> _REQUIRED WORK_
a - According to the timestamped summary, how many images were in the donated Chelsea gallery show?
b - From the timestamped summary, copy out the text between "- 59:00 – 1:06:00" and "former nightclub audience.", inclusive.
*** Opening of EXCERPT PROVIDED ***
- 42:00 – 51:00
Crisis, Spiritual Reckoning, And The Decision For A 180° Turn
Facing frightening symptoms and existential dread, Harrison turns back to the Bible and a book on purity and righteousness. He recognizes that small lifestyle tweaks won’t be enough; he needs a wholesale inversion of his values and behavior, but initially has no idea how to do that.
- 51:00 – 59:00
Escape From New York And A Call To Serve
After the bouncer incident, Harrison drives north with a Bible, Scotch, and cigarettes, then retreats to the French Pyrenees. The further he gets from New York, the more he feels he never needs to return. He decides to ‘tithe’ a year of his life to humanitarian work and applies to major NGOs, all of which reject him—until Mercy Ships calls.
- 59:00 – 1:06:00
Mercy Ships: Cutting Off The Old Life On A Hospital Vessel
Harrison convinces Mercy Ships to accept him as a volunteer photojournalist, leaning on his NYU communications degree and email list. On the eve of boarding, he intentionally binges his vices one last time and then quits them all at once, stepping onto a 522-foot hospital ship bound for West Africa and a radically new environment.
- 1:06:00 – 1:16:00
Witnessing Extreme Suffering And Surgical Miracles
Arriving in Benin and then Liberia, Harrison covers a massive triage event where over 5,000 people vie for 1,500 surgical slots, some having walked a month. Overwhelmed by cases like a boy suffocating behind a volleyball-sized tumor, he initially falls apart until a doctor tells him to ‘focus on the hope.’ He then documents transformations and shares them with his former nightclub audience.
- 1:16:00 – 1:25:00
Discovering The Water Crisis As Root Cause
On his second year with Mercy Ships in post-war Liberia, Harrison leaves the ship to understand daily life and is shocked by the filthy water sources people rely on. He learns that half the population drinks contaminated water and that half the country’s disease burden is water-related. Surgeon Gary Parker challenges him to devote his life to clean water, framing it as the greatest kind of ‘doctoring.’
- 1:25:00 – 1:30:00
Prototype Impact: Using Storytelling To Fund Surgeries
Between Mercy Ships tours, Harrison returns to New York with his photos and tests whether his promotional skills can raise money for good. A donated Chelsea gallery show of 108 images moves even jaded nightlife contacts, raising around $100,000 for surgeries and showing him the power of visual storytelling and transparent impact.
*** Close of EXCERPT PROVIDED ***
*** Opening of COLLECTED MATERIAL ***
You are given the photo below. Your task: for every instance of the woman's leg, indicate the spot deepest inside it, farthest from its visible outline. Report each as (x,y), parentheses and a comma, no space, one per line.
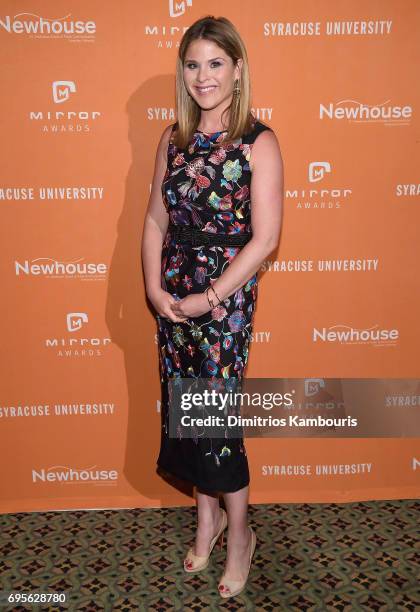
(238,541)
(208,521)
*** Close of COLLECTED MATERIAL ***
> _TASK SOLUTIONS_
a - 108

b -
- 59:00 – 1:06:00
Mercy Ships: Cutting Off The Old Life On A Hospital Vessel
Harrison convinces Mercy Ships to accept him as a volunteer photojournalist, leaning on his NYU communications degree and email list. On the eve of boarding, he intentionally binges his vices one last time and then quits them all at once, stepping onto a 522-foot hospital ship bound for West Africa and a radically new environment.
- 1:06:00 – 1:16:00
Witnessing Extreme Suffering And Surgical Miracles
Arriving in Benin and then Liberia, Harrison covers a massive triage event where over 5,000 people vie for 1,500 surgical slots, some having walked a month. Overwhelmed by cases like a boy suffocating behind a volleyball-sized tumor, he initially falls apart until a doctor tells him to ‘focus on the hope.’ He then documents transformations and shares them with his former nightclub audience.